§ What you have to do
Your answer should be every line below that includes the word "boot".

Start of The data

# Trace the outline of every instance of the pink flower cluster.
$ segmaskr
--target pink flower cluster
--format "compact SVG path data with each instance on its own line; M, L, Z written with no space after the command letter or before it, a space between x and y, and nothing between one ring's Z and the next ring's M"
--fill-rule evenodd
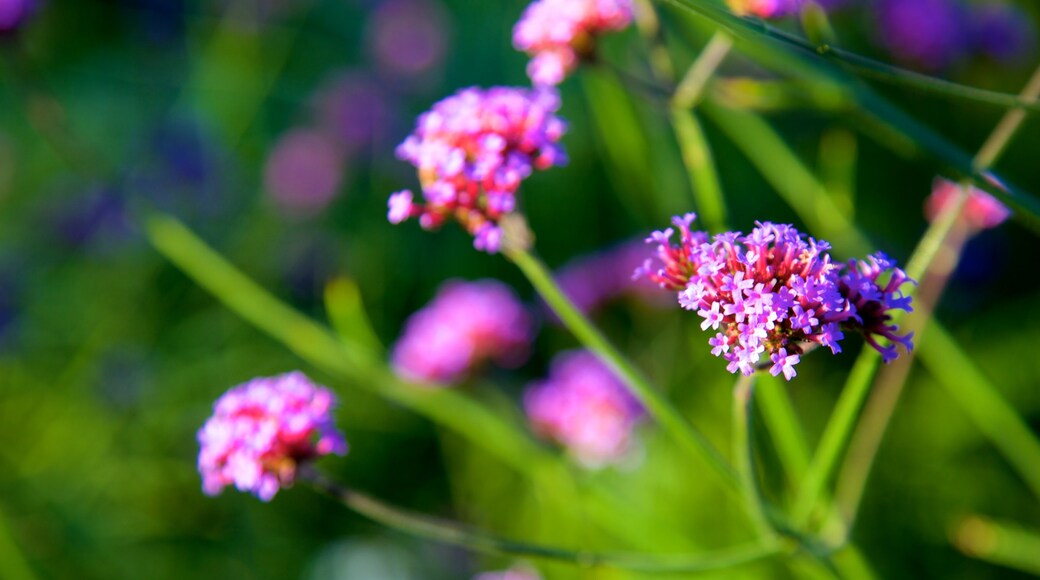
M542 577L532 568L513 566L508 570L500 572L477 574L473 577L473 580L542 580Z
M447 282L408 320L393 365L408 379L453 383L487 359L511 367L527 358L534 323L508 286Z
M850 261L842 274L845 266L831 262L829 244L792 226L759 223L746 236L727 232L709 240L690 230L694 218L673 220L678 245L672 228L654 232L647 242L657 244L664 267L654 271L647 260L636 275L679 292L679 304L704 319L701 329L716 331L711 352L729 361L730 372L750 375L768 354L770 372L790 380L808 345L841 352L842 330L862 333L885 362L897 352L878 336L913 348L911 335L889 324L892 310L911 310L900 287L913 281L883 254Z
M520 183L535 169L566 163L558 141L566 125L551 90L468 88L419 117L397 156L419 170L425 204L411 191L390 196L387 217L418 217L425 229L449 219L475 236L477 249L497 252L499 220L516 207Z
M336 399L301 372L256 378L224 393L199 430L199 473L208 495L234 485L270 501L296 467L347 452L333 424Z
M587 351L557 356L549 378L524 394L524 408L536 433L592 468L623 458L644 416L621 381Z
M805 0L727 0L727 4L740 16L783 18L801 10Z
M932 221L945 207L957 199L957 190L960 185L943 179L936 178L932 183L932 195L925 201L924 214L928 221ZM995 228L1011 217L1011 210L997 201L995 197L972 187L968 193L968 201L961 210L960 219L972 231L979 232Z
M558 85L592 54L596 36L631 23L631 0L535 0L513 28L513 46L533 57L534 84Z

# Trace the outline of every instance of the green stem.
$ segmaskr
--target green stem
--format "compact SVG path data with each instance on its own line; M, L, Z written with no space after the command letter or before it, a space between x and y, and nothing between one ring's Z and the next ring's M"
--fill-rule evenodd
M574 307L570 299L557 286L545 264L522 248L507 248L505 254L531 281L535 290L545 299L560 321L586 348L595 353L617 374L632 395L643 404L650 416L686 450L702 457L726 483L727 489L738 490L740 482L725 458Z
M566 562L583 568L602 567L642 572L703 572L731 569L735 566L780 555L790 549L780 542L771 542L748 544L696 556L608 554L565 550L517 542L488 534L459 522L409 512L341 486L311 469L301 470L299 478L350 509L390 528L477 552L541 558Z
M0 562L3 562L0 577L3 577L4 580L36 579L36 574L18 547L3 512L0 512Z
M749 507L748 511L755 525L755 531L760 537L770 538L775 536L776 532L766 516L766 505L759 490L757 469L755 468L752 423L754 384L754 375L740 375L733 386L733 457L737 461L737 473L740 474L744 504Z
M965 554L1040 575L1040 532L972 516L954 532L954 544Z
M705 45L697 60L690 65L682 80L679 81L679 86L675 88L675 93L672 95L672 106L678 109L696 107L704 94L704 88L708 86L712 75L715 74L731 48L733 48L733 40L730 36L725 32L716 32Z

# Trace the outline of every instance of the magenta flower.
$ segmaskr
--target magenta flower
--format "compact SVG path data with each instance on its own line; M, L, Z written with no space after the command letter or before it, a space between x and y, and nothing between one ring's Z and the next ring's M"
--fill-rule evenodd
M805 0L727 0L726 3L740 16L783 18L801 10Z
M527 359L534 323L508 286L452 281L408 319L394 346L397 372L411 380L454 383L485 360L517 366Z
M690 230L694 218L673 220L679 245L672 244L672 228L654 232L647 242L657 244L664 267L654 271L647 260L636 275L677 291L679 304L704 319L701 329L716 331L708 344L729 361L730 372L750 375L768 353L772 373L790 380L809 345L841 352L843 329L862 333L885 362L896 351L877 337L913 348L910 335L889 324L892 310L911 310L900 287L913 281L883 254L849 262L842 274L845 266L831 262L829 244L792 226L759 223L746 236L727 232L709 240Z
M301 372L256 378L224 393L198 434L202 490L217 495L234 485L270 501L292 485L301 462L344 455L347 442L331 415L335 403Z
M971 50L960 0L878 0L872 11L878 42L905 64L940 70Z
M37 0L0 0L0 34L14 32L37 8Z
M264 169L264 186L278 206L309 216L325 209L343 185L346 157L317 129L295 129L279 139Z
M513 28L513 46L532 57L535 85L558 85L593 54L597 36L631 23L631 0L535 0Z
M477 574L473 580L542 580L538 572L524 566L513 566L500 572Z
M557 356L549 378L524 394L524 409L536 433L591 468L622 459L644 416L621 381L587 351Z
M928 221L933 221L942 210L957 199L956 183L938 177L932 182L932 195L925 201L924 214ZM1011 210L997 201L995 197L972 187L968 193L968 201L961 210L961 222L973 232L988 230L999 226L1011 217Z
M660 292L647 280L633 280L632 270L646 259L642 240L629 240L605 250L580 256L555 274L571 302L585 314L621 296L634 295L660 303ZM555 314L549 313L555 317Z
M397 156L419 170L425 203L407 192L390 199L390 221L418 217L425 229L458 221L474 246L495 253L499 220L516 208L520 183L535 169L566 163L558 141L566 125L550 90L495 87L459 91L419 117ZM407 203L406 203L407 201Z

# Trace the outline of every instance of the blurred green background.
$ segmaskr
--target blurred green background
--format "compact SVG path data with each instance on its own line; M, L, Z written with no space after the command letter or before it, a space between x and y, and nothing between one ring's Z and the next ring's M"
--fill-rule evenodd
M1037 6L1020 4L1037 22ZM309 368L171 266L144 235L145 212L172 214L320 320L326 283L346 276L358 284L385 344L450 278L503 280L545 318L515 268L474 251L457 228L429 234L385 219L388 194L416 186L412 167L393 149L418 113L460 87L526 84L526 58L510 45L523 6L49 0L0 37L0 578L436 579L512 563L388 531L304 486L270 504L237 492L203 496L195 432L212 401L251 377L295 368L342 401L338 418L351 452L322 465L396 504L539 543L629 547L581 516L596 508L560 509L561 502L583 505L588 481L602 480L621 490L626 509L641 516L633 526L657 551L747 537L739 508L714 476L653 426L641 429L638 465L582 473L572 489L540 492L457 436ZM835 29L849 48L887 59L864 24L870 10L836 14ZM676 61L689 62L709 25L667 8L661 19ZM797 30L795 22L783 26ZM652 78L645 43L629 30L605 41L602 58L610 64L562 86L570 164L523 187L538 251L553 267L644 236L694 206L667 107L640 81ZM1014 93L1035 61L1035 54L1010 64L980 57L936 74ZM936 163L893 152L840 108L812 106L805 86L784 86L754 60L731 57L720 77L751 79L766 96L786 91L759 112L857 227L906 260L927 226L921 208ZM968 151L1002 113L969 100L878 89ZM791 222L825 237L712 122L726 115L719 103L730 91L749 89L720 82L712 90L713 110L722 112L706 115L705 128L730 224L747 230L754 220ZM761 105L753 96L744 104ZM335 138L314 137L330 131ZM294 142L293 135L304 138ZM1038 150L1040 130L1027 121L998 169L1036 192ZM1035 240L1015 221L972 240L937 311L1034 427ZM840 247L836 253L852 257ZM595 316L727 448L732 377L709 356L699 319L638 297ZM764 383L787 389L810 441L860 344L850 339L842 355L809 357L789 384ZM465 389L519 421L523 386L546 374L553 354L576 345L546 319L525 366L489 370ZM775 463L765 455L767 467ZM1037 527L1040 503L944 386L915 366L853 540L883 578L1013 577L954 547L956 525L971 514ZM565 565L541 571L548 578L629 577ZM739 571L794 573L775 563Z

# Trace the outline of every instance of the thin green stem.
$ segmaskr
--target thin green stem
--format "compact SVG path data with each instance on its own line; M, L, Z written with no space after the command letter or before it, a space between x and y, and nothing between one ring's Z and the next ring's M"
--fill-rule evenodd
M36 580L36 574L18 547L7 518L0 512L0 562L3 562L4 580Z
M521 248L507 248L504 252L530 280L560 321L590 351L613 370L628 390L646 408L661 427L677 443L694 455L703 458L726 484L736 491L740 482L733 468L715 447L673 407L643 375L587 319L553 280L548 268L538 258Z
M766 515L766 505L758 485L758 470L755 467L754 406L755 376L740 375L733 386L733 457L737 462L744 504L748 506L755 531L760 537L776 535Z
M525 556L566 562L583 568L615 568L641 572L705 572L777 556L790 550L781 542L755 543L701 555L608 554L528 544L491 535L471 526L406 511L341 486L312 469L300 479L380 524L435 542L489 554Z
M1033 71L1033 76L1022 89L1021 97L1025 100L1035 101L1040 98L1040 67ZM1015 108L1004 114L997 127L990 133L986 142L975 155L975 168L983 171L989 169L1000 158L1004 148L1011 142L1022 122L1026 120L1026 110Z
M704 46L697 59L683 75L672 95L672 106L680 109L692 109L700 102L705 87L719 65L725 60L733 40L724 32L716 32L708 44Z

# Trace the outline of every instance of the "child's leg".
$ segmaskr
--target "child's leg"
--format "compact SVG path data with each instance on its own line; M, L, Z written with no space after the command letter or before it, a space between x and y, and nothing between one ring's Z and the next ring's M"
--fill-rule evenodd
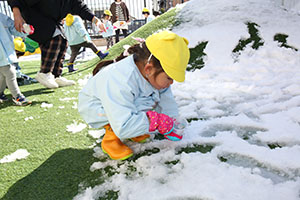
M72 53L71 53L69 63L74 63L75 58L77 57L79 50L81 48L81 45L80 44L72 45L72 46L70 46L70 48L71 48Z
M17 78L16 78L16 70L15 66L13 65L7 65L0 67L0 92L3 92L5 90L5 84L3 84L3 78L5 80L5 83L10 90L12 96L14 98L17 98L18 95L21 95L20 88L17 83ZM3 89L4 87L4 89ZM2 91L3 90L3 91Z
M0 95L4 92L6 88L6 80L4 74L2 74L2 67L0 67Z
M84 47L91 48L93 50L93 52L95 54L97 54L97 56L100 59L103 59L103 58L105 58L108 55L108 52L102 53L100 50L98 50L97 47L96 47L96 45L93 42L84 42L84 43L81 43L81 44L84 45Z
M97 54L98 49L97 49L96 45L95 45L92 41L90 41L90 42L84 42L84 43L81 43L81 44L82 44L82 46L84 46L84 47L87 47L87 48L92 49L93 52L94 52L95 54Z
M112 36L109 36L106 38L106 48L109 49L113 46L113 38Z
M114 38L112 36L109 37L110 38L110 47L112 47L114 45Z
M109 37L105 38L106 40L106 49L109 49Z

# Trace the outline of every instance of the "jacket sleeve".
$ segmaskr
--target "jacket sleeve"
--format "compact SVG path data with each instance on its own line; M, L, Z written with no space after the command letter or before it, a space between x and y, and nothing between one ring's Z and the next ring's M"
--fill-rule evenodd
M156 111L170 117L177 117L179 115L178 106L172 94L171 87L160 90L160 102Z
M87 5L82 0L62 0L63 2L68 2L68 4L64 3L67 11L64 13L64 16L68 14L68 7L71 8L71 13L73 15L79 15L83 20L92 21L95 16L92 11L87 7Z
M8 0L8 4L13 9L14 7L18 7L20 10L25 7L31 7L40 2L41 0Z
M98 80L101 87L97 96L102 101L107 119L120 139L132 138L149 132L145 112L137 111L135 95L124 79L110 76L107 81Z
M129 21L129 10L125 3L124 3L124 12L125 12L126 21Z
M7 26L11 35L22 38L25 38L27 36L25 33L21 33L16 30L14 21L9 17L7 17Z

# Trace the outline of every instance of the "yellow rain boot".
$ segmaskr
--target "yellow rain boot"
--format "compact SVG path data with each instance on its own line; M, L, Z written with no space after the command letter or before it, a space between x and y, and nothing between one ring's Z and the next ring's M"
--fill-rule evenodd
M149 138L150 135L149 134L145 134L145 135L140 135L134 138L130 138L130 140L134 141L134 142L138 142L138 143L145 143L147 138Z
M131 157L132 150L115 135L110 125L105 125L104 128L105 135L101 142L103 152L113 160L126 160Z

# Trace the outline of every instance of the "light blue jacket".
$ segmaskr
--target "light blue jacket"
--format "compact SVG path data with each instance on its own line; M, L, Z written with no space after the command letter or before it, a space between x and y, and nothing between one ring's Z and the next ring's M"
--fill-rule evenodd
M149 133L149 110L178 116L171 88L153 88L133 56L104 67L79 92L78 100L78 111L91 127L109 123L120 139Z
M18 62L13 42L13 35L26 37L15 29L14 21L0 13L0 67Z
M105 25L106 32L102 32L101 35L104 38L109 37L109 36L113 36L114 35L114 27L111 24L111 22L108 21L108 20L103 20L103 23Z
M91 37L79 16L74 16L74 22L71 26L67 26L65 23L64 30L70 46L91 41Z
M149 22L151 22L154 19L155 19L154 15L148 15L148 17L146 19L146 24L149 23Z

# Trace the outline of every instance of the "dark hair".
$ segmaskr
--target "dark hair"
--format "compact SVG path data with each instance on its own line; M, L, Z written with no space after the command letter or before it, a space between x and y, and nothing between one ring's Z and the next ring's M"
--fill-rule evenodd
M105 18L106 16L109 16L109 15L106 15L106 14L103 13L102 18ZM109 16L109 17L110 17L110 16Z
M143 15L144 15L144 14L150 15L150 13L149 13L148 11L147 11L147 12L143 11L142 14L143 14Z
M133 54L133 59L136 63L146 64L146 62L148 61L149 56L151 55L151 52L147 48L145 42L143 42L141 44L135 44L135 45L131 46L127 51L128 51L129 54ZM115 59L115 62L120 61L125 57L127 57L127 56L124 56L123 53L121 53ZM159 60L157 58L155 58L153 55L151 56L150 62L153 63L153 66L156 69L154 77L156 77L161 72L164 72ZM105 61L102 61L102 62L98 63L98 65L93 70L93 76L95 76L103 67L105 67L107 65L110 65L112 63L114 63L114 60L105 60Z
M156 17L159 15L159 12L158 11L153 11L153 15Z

End of The data

§ Written reply
# Trace the outline of every instance of the "yellow rain boot".
--target "yellow rain boot"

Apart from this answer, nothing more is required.